BEGIN

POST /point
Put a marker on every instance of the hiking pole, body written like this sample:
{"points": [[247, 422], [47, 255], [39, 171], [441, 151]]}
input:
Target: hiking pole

END

**Given problem**
Update the items by changing "hiking pole" to "trekking pole" wherever it occurs, and write out the lines again with everything else left as it is.

**Written response**
POST /point
Put a marker on every instance of the trekking pole, body written like this sample:
{"points": [[247, 422], [47, 255], [39, 171], [441, 151]]}
input:
Target: trekking pole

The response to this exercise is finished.